• [REQUEST]
Extract the complete listing and output it unchanged.

• [RECORDS PROVIDED]
──────────

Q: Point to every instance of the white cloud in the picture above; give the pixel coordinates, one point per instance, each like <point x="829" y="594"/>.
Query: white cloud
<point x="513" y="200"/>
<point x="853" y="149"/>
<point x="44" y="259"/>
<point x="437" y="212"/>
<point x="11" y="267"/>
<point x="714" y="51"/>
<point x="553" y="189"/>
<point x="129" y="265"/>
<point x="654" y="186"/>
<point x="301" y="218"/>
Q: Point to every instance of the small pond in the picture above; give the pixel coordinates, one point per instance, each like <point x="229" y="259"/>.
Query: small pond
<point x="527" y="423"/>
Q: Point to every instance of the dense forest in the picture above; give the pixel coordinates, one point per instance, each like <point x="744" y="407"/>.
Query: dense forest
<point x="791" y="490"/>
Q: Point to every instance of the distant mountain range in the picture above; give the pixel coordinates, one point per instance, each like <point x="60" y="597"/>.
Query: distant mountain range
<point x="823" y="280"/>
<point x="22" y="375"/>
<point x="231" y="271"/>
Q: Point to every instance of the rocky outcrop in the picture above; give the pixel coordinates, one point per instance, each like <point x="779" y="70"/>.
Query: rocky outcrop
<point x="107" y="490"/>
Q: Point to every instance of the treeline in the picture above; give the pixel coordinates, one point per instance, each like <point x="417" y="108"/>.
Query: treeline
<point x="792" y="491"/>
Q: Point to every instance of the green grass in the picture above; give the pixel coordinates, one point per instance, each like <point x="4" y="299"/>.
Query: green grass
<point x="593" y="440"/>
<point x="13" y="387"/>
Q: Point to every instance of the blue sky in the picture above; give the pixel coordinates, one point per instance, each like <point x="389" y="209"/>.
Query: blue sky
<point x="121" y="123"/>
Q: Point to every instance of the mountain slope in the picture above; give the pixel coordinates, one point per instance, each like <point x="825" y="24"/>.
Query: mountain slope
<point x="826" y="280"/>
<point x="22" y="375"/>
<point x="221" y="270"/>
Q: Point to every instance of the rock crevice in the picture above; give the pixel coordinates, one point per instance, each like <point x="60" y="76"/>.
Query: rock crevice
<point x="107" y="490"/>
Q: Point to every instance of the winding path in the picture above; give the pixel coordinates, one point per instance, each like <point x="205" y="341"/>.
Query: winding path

──────────

• [RESPONSE TO THIS EXERCISE]
Q: Point to every instance of the white cloud in the picture above; give the pixel coordinates, one point per instance, each like <point x="829" y="594"/>.
Query: white cloud
<point x="513" y="200"/>
<point x="853" y="149"/>
<point x="44" y="259"/>
<point x="437" y="212"/>
<point x="11" y="267"/>
<point x="714" y="51"/>
<point x="553" y="189"/>
<point x="129" y="265"/>
<point x="654" y="186"/>
<point x="301" y="218"/>
Q: Point to every instance of the small pond in the picture above; give the pixel coordinates, one point per instance, each like <point x="229" y="259"/>.
Query: small pond
<point x="527" y="423"/>
Q: Point to every instance of the dense forest in the picture above; give the pixel coordinates, one point per instance, each like <point x="744" y="407"/>.
Query: dense forest
<point x="791" y="490"/>
Q: Point to every instance of the distant mountain range in the picture above; give the pixel coordinates, one point per instance, each like <point x="60" y="597"/>.
Query: distant mountain range
<point x="823" y="280"/>
<point x="22" y="375"/>
<point x="231" y="271"/>
Q: Point to every instance of the rocky outcrop in the picture above; give the pixel coordinates, one point per instance, each like <point x="779" y="70"/>.
Query: rocky outcrop
<point x="107" y="490"/>
Q: Point to every instance of the treeline in the picture above; give the pixel coordinates, one point per instance, each like <point x="417" y="108"/>.
Query: treeline
<point x="792" y="491"/>
Q: Point to every instance of the green grass in the picture above; give the pixel coordinates, one point per instance, each like <point x="4" y="299"/>.
Query: green grass
<point x="593" y="440"/>
<point x="13" y="387"/>
Q: Point to every instance of the blue sky in the picture above; give the pixel coordinates, one point per instance, each like <point x="389" y="209"/>.
Query: blue sky
<point x="121" y="123"/>
Q: Point to every instance of the mountain slope in the picture above; give the pixel coordinates, one point per instance, each like <point x="825" y="24"/>.
Query: mountain slope
<point x="826" y="280"/>
<point x="22" y="375"/>
<point x="221" y="270"/>
Q: Point to every instance of the rock crevice in the picture above; give the pixel coordinates, one point per instance, each like <point x="60" y="76"/>.
Query: rock crevice
<point x="107" y="490"/>
Q: Point to every instance of the winding path in the picture above; give the pixel coordinates, one point per instance, each like <point x="205" y="341"/>.
Query: winding path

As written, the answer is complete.